Exercise instructions —
Rewrite the rows below, replacing each "square brackets" with "parentheses" and leaving everything else unchanged.

Data provided —
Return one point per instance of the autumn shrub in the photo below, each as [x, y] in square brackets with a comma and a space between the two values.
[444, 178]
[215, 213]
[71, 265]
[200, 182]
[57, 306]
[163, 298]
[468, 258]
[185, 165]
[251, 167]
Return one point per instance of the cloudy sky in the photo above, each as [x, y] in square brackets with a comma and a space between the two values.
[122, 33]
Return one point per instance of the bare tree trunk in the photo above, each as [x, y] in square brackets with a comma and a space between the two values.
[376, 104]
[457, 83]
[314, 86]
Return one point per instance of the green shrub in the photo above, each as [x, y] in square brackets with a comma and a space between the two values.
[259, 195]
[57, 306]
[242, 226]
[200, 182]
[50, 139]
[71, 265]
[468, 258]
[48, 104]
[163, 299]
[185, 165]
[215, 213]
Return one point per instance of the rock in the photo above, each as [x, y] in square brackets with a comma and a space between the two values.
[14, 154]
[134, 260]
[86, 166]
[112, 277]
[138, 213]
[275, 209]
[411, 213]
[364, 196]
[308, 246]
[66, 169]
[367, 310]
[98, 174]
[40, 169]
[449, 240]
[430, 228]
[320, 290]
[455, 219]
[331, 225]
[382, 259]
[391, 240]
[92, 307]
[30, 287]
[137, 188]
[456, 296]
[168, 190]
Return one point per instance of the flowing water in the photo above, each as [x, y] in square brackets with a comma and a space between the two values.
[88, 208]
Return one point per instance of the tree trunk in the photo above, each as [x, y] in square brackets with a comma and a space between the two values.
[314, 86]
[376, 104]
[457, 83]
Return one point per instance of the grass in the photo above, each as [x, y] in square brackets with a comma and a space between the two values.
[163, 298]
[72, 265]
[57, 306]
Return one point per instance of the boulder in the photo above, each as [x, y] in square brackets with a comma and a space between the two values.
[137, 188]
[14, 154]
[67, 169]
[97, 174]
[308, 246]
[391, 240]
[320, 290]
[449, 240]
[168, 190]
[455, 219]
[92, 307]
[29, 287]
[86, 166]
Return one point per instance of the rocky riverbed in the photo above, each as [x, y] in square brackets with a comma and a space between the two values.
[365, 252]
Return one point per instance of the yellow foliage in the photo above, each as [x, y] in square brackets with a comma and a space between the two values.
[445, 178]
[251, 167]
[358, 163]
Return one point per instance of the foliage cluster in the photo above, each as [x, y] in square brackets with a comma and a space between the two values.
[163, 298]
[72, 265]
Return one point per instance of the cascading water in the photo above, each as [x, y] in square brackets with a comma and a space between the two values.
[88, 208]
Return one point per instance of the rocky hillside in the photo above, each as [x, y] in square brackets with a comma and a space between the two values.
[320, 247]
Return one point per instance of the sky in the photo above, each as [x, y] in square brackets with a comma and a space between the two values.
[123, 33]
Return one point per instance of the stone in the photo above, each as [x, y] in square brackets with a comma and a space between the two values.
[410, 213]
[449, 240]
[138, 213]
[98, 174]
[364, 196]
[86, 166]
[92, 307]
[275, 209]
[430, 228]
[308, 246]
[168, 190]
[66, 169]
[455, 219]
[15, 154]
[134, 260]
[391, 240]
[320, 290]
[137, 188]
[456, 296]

Written answer —
Return one point per instance of the autumn shrub in the photo below, each as [x, y] in parentheses with a comma and a space between the two values.
[444, 178]
[215, 213]
[71, 265]
[200, 182]
[57, 306]
[163, 298]
[468, 258]
[185, 165]
[251, 167]
Return one point per instance of the cloudy sky in the photo above, each as [x, y] in parentheses with a comma and a space between the two values.
[122, 33]
Return one point per instance of the bare tree trunk in the photo above, each as [x, y] in parentheses with a comma and a space between the two values.
[376, 104]
[457, 83]
[314, 86]
Return one point per instance of the green shrub in the photo above, each as [x, y] in parentheses with a comma and a space between the two values.
[259, 195]
[57, 306]
[242, 226]
[200, 182]
[50, 139]
[71, 265]
[468, 258]
[48, 104]
[163, 299]
[185, 165]
[215, 213]
Return one point per instance of the rock in the photo above, each as [x, y] in parentheses with a comma and a space between the two values.
[14, 154]
[134, 260]
[86, 166]
[112, 277]
[138, 213]
[275, 209]
[411, 213]
[364, 196]
[308, 246]
[66, 169]
[367, 310]
[98, 174]
[40, 169]
[449, 240]
[430, 228]
[320, 290]
[455, 219]
[331, 225]
[382, 259]
[391, 240]
[92, 307]
[30, 287]
[137, 188]
[456, 296]
[168, 190]
Return one point per instance of the flowing water in the photo above, each as [x, y] in parentheses with a comma and a space between the two values.
[88, 208]
Return one point per instance of the tree trunk in the photo above, each as [x, y] in parentheses with a comma and a space between the two values.
[314, 86]
[376, 104]
[457, 83]
Return one point per instance of the grass in the photo above, each as [x, y] in parentheses with a comma and a space between the two values.
[163, 298]
[72, 265]
[57, 306]
Return one point per instance of the boulder in the photo above, each as [x, y] in parentheses with a comma and a space between the two values.
[137, 188]
[14, 154]
[67, 169]
[97, 174]
[308, 246]
[391, 240]
[320, 290]
[449, 240]
[168, 190]
[455, 219]
[92, 307]
[29, 287]
[86, 166]
Return one point per instance of the rocky riverbed in the photo above, each as [x, y] in parentheses with a comma and a space between the two values.
[365, 252]
Return one point per instance of the yellow foliage in the photo above, each as [x, y] in parentheses with a comma and a space between the two values.
[445, 178]
[251, 167]
[358, 163]
Return one point per instance of the foliage cluster in the photo above, each as [x, y] in parentheses with a comma and a space between the two values.
[163, 298]
[72, 265]
Return one point per instance of the cascading water in the photo above, each as [x, y] in parentheses with a comma and a space between the two values.
[88, 208]
Return one point per instance of the rocky hillside in the photo above, each as [x, y] in parentheses with a comma and a space between the two values.
[320, 247]
Return one point per instance of the sky in the photo above, each as [x, y] in parentheses with a comma and a space between the two values.
[123, 33]
Return one point per instance of the stone in the photo above, each as [x, y] in parentheses with a comma and a space between the two values.
[410, 213]
[449, 240]
[138, 213]
[98, 174]
[364, 196]
[86, 166]
[92, 307]
[275, 209]
[430, 228]
[308, 246]
[168, 190]
[66, 169]
[455, 219]
[15, 154]
[134, 260]
[391, 240]
[320, 290]
[137, 188]
[456, 296]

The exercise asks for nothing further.